# Task to complete
Check each line of the entries below for the word "stone" and state only how many lines have it.

# Source records
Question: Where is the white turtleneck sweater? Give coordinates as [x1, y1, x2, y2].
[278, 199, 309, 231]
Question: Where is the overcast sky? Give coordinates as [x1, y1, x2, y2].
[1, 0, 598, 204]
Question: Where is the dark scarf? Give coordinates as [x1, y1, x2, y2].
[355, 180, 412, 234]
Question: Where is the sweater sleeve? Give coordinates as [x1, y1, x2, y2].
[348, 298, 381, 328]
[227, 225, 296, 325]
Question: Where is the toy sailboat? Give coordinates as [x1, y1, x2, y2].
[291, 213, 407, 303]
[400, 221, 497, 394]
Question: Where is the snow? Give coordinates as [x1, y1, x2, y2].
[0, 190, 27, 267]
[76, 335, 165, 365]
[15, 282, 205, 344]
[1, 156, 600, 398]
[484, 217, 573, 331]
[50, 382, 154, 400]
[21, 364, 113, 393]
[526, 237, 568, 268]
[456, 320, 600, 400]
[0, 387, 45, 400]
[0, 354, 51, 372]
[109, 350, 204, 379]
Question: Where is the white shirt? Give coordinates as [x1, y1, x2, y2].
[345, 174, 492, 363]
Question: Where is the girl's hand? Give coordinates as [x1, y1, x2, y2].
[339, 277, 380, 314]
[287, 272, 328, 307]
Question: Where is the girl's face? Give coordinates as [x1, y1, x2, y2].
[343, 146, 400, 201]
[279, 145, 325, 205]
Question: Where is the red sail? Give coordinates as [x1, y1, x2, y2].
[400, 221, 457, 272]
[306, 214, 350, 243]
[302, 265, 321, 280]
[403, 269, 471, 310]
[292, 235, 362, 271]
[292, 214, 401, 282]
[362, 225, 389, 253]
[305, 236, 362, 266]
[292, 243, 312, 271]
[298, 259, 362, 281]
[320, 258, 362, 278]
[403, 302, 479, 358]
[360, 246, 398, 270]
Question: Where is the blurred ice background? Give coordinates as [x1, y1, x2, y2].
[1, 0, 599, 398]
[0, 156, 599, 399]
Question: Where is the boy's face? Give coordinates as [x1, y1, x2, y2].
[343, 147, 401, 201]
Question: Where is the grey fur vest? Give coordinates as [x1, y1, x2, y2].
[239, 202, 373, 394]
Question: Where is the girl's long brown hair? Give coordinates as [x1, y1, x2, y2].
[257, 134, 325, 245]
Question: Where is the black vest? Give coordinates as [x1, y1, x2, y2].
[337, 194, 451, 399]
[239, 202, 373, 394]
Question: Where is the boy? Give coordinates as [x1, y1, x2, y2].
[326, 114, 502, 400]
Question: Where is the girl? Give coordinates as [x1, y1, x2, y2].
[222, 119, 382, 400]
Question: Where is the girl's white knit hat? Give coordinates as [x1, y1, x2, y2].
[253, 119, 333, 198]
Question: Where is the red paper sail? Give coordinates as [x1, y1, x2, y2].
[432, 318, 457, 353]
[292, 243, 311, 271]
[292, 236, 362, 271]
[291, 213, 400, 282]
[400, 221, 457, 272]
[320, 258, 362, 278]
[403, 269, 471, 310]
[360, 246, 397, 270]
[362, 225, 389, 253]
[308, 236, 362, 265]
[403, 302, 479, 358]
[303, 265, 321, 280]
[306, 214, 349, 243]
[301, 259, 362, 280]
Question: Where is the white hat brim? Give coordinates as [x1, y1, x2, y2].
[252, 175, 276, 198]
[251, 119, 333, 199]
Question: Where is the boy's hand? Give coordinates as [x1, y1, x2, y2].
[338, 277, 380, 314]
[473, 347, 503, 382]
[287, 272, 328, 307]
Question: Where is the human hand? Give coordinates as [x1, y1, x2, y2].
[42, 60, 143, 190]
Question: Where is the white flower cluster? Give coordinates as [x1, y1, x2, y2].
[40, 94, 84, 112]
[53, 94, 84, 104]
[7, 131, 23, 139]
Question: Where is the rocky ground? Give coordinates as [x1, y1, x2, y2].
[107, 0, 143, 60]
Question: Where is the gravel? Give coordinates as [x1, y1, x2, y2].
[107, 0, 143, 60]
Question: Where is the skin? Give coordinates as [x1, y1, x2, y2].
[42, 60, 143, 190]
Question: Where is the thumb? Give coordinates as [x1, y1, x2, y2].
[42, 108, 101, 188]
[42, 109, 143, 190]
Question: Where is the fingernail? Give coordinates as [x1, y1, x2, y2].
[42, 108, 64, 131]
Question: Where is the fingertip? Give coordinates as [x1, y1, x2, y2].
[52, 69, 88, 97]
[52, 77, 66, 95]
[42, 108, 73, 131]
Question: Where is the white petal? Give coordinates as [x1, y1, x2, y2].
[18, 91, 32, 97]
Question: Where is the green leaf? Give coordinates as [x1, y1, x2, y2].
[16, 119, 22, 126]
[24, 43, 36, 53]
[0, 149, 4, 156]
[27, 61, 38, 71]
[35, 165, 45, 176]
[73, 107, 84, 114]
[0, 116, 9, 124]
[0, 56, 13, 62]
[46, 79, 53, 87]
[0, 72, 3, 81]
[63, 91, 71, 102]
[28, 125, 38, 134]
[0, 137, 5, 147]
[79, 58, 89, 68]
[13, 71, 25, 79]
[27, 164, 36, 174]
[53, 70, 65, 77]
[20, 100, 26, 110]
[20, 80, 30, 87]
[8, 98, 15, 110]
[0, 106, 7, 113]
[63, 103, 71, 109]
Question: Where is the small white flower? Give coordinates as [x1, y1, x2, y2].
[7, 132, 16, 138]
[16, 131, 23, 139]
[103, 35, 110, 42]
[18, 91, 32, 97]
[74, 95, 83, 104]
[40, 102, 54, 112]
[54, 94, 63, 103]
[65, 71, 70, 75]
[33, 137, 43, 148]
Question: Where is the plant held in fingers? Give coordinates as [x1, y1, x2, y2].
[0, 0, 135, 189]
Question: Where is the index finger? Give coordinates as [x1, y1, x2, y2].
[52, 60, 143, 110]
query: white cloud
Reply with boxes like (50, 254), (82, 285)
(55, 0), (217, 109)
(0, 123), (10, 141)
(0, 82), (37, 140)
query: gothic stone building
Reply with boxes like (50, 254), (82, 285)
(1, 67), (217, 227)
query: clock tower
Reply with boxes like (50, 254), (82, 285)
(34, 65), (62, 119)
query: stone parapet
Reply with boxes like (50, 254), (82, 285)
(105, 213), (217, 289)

# Task result
2